Task to carry out: Recast the stretch from the start of the listing through the line containing "<point>60,53</point>" as a numbered list, one line per number, with blank lines and pictures left out.

Given records:
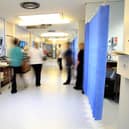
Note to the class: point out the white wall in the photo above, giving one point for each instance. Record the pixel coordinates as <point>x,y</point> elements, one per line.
<point>124,87</point>
<point>116,19</point>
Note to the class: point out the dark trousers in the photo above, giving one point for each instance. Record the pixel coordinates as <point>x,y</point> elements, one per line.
<point>79,78</point>
<point>37,71</point>
<point>16,70</point>
<point>68,70</point>
<point>60,63</point>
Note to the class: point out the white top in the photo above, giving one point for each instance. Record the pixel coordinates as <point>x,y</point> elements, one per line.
<point>36,56</point>
<point>60,53</point>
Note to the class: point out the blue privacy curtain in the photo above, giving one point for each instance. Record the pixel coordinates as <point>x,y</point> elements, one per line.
<point>96,39</point>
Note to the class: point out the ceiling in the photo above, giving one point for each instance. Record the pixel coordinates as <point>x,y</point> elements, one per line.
<point>74,9</point>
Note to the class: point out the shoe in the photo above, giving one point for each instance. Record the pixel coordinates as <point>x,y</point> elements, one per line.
<point>66,83</point>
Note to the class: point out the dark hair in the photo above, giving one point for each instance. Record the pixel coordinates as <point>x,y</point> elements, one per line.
<point>16,41</point>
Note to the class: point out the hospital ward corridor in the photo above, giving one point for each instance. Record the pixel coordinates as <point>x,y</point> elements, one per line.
<point>50,106</point>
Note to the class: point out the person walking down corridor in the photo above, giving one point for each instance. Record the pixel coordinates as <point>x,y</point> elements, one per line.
<point>36,60</point>
<point>69,62</point>
<point>59,57</point>
<point>16,57</point>
<point>79,78</point>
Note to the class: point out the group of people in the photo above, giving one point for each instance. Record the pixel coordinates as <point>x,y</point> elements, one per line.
<point>35,54</point>
<point>68,56</point>
<point>16,56</point>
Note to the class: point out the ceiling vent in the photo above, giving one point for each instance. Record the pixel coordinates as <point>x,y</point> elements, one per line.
<point>30,5</point>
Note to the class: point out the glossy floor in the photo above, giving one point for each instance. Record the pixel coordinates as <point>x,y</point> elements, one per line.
<point>51,106</point>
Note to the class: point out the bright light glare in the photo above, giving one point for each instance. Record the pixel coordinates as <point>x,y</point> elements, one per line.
<point>43,19</point>
<point>54,34</point>
<point>58,39</point>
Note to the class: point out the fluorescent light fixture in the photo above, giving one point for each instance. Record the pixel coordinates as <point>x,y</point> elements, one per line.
<point>43,19</point>
<point>58,39</point>
<point>54,34</point>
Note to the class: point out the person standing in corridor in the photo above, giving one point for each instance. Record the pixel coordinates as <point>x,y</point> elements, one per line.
<point>79,78</point>
<point>16,58</point>
<point>36,60</point>
<point>68,56</point>
<point>59,57</point>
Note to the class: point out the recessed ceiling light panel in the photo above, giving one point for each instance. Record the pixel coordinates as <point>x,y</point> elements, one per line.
<point>30,5</point>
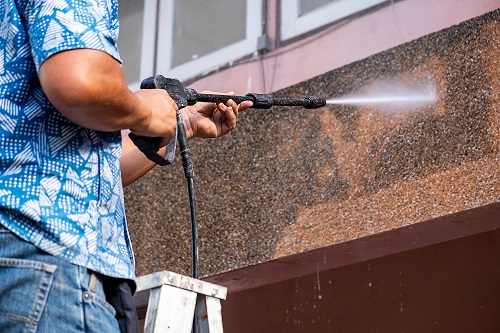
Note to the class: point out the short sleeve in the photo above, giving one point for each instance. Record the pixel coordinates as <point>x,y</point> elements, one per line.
<point>59,25</point>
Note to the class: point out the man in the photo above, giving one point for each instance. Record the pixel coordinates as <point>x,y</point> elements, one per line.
<point>65,254</point>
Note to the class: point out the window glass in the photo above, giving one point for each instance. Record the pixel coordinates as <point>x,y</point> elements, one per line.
<point>206,26</point>
<point>301,16</point>
<point>130,39</point>
<point>196,37</point>
<point>307,6</point>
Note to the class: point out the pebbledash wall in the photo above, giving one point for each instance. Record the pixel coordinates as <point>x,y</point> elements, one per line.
<point>288,181</point>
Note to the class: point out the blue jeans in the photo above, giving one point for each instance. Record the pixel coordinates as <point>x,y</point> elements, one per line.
<point>41,293</point>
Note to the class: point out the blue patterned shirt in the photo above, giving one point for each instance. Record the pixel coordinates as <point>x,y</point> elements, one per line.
<point>60,184</point>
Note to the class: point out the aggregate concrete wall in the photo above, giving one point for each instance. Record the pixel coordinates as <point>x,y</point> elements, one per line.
<point>288,180</point>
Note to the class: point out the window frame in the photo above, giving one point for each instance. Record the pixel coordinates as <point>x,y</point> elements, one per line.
<point>148,45</point>
<point>293,25</point>
<point>212,61</point>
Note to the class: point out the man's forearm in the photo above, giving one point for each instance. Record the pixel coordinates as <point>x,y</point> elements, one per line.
<point>88,87</point>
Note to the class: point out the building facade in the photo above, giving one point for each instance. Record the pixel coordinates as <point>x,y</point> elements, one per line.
<point>348,218</point>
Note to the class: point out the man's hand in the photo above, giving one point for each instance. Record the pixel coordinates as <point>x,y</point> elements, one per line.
<point>209,120</point>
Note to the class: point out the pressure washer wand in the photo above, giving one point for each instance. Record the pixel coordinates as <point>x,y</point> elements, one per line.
<point>260,101</point>
<point>184,97</point>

Correct answer:
1. Note to the class: point out the white wall in the photo above, giving one point for each instance. Record the pixel coordinates as <point>x,y</point> elements, one per line.
2. <point>124,87</point>
3. <point>116,19</point>
4. Note to the class: point out the dark trousers in the photo above, giving one point for each instance. Record the pixel coordinates as <point>x,y</point> elements, one per line.
5. <point>79,78</point>
6. <point>37,71</point>
7. <point>16,70</point>
8. <point>68,70</point>
9. <point>60,63</point>
10. Note to the class: point out the white top in the photo above, giving one point for each instance. Record the pixel coordinates as <point>x,y</point> elements, one per line.
11. <point>36,56</point>
12. <point>60,53</point>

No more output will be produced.